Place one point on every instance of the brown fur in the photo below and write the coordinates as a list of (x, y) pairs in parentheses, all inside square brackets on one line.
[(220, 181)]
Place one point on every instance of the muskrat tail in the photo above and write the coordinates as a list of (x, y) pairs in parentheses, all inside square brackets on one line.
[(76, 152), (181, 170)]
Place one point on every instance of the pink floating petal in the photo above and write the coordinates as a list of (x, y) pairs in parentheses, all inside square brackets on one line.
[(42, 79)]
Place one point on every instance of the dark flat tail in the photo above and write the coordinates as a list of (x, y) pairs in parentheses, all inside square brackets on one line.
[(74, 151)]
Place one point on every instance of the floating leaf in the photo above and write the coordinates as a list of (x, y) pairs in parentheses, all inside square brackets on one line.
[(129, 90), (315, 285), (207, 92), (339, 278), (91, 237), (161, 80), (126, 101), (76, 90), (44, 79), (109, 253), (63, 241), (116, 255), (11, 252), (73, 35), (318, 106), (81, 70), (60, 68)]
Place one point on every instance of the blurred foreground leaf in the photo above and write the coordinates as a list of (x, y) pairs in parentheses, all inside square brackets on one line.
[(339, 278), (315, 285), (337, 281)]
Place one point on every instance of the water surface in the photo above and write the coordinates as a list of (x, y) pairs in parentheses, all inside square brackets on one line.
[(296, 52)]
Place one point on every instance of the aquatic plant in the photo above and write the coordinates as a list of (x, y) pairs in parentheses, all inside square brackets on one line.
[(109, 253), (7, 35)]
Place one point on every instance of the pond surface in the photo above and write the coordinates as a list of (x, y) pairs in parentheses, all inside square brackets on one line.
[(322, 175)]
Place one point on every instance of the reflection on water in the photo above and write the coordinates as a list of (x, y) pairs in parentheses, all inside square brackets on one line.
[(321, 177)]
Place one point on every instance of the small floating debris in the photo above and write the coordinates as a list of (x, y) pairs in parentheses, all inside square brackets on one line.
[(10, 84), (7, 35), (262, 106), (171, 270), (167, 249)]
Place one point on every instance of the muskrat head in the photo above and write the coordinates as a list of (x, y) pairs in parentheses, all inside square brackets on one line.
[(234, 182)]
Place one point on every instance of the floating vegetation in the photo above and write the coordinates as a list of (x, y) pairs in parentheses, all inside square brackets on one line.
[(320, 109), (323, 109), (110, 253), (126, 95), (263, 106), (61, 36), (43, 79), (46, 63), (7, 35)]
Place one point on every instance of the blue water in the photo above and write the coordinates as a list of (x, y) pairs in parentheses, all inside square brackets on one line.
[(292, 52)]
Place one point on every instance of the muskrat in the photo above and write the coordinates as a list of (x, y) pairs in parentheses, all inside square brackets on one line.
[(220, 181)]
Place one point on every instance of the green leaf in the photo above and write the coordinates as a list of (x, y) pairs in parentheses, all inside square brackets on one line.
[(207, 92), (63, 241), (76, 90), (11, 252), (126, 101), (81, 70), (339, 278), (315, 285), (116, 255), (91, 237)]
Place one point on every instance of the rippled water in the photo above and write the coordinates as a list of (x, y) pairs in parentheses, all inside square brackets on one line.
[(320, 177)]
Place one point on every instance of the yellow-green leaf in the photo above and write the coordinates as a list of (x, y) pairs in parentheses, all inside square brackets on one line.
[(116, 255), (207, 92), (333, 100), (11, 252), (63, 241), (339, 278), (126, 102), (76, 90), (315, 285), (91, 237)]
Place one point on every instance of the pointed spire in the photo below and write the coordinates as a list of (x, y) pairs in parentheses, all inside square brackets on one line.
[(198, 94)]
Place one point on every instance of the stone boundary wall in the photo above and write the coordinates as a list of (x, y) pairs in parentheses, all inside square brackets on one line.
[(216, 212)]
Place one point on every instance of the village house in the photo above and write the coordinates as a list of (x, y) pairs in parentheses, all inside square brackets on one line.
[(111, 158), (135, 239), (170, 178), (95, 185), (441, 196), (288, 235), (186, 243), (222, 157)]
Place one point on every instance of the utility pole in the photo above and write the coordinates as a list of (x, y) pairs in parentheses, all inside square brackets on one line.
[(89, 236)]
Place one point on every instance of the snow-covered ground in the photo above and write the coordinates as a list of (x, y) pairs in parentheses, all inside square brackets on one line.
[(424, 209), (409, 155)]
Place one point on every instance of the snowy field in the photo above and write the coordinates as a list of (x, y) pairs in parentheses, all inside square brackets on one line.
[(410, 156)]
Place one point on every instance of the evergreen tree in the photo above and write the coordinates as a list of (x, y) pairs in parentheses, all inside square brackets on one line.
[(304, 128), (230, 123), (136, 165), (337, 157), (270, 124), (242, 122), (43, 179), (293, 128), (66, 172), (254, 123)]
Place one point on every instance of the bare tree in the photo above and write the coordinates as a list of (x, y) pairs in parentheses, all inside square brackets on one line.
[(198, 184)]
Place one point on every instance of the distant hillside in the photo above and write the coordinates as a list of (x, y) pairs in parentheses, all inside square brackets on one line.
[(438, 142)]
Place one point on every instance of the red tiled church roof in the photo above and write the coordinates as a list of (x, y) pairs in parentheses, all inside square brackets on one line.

§ SHORT PROBLEM:
Rewrite every line of the records above as a Markdown table with the columns "Row" and "Text". Put one line in each row, number the rows in order, and leave out any blank lines.

§ CORRECT RESPONSE:
| Row | Text |
|---|---|
| 1 | Place one point on every instance of the brown fur in the photo below and write the coordinates as a list of (x, y) pairs in parentheses, all inside square brackets on one line. |
| 2 | [(220, 181)] |
| 3 | Place one point on every instance of the muskrat tail in the photo above and write the coordinates as a list of (x, y) pairs in parentheses, all inside square brackets on one line. |
| 4 | [(76, 152), (181, 170)] |
| 5 | Place one point on every instance of the pink floating petal in the photo above and write the coordinates as a list of (x, y) pairs in parentheses, all inside square brackets on one line. |
| 6 | [(42, 79)] |
| 7 | Place one point on every instance of the dark flat tail in the photo above and write the coordinates as a list of (x, y) pairs in parentheses, all inside square brackets on one line. |
| 8 | [(74, 151)] |
| 9 | Place one point on every instance of the floating leaf in the photo above and write the coordinates as a list of (x, y) pairs in parentheses, all inside square brackets on one line. |
| 10 | [(129, 90), (315, 285), (207, 92), (339, 278), (91, 237), (161, 80), (126, 101), (76, 90), (44, 79), (109, 253), (63, 241), (116, 255), (11, 252), (73, 35), (318, 106), (81, 70), (60, 68)] |
| 11 | Place one point on every instance of the blurred foreground leaf in the photo above and write the coordinates as a list of (x, y) pairs in parentheses, all inside square brackets on one line. |
| 12 | [(339, 278), (315, 285), (337, 281)] |
| 13 | Place one point on every instance of the water surface in the photo above and write the coordinates as a list of (x, y) pairs in parentheses, all inside square brackets on one line. |
| 14 | [(296, 52)] |
| 15 | Place one point on every instance of the aquatic plant in the photo above and write the coordinates as a list of (x, y) pairs in parentheses, all inside square brackets on one line. |
| 16 | [(109, 253), (7, 35)] |
| 17 | Place one point on every instance of the pond surface in the photo above and write the coordinates as a list of (x, y) pairs in parentheses, all inside square brackets on one line. |
| 18 | [(322, 175)] |
| 19 | Place one point on every instance of the reflection on water in the photo above and write the coordinates as a list of (x, y) pairs in parentheses, all inside square brackets on one line. |
| 20 | [(321, 177)] |
| 21 | Place one point on every instance of the small floating debris in the photo above and write the coordinates as a list of (x, y) pairs in parentheses, all inside square brackets on one line. |
| 22 | [(10, 84), (7, 35), (262, 106), (171, 270), (167, 249)] |
| 23 | Place one point on every instance of the muskrat head in the photo above and write the coordinates as a list of (x, y) pairs in parentheses, all inside square brackets on one line. |
| 24 | [(234, 182)] |
| 25 | Place one point on every instance of the floating vegetation in the photo above and write the coordinates as a list of (x, y) pairs in parentheses, all inside square brackets on one line. |
| 26 | [(320, 109), (323, 109), (110, 253), (126, 95), (263, 106), (61, 36), (43, 79), (46, 63), (7, 35)] |
| 27 | Place one point on every instance of the blue water in the photo above and write the coordinates as a list of (x, y) pairs in parentheses, all inside square brackets on one line. |
| 28 | [(292, 52)] |
| 29 | Place one point on every instance of the muskrat in the photo above and write the coordinates as a list of (x, y) pairs in parentheses, all inside square brackets on one line. |
| 30 | [(220, 181)] |
| 31 | Place one point on every instance of the green leaf in the photo above and write the coordinates as a list of (x, y) pairs in parentheses, all inside square brackets on one line. |
| 32 | [(207, 92), (63, 241), (76, 90), (11, 252), (126, 101), (81, 70), (339, 278), (315, 285), (116, 255), (91, 237)] |
| 33 | Place one point on every instance of the rippled water in the photo above and write the coordinates as a list of (x, y) pairs in parentheses, all inside square brackets on one line. |
| 34 | [(320, 177)] |
| 35 | Place one point on every instance of the yellow-green leaf in the photo above and write the coordinates as a list of (x, y) pairs in parentheses, all inside square brackets on one line. |
| 36 | [(116, 255), (207, 92), (333, 100), (11, 252), (63, 241), (339, 278), (126, 102), (76, 90), (315, 285), (91, 237)] |
| 37 | Place one point on every instance of the pointed spire in the photo below and write the coordinates as a list of (x, y) pairs in parentheses, all inside square brackets on one line. |
| 38 | [(198, 94)] |
| 39 | Place one point on every instance of the stone boundary wall in the photo above and write the coordinates as a list of (x, y) pairs in parentheses, all inside square brackets on one line. |
| 40 | [(216, 212)] |
| 41 | Place one point on every instance of the village house in the photo above and write the coordinates as a list of (x, y) pairs in parentheses, all inside square brackets on one line. |
| 42 | [(111, 158), (135, 239), (170, 178), (95, 185), (441, 196), (288, 235), (186, 243), (222, 157)] |
| 43 | Place one point on every instance of the utility pole in the photo above and write the coordinates as a list of (x, y) pairs in parentheses, all inside square brackets on one line. |
| 44 | [(89, 236)] |
| 45 | Place one point on every instance of the snow-covered ground in the photo above and write the coordinates as a list of (x, y) pairs in parentheses, all inside square brackets on one line. |
| 46 | [(424, 209), (409, 155)] |
| 47 | Place one point on every instance of the snowy field in the photo above and write the coordinates as a list of (x, y) pairs in parentheses, all inside square brackets on one line. |
| 48 | [(410, 156)] |
| 49 | Place one point on every instance of the evergreen tree in the photo above and write the coordinates as a list of (x, y) pairs in parentheses, all inside square brackets on one line. |
| 50 | [(304, 128), (230, 123), (136, 165), (337, 157), (270, 124), (242, 122), (43, 179), (293, 128), (66, 172), (254, 123)] |
| 51 | Place one point on every instance of the bare tree in the photo above and write the coordinates as a list of (x, y) pairs in parentheses, all inside square brackets on one line. |
| 52 | [(198, 184)] |
| 53 | Place one point on every instance of the distant hillside in the photo above and write the coordinates as a list of (x, y) pairs in parentheses, all inside square brackets on one line. |
| 54 | [(438, 142)] |
| 55 | Place one point on every instance of the red tiled church roof in the photo above and write the coordinates as a list of (x, y) pairs in parentheses, all inside square brackets on one line. |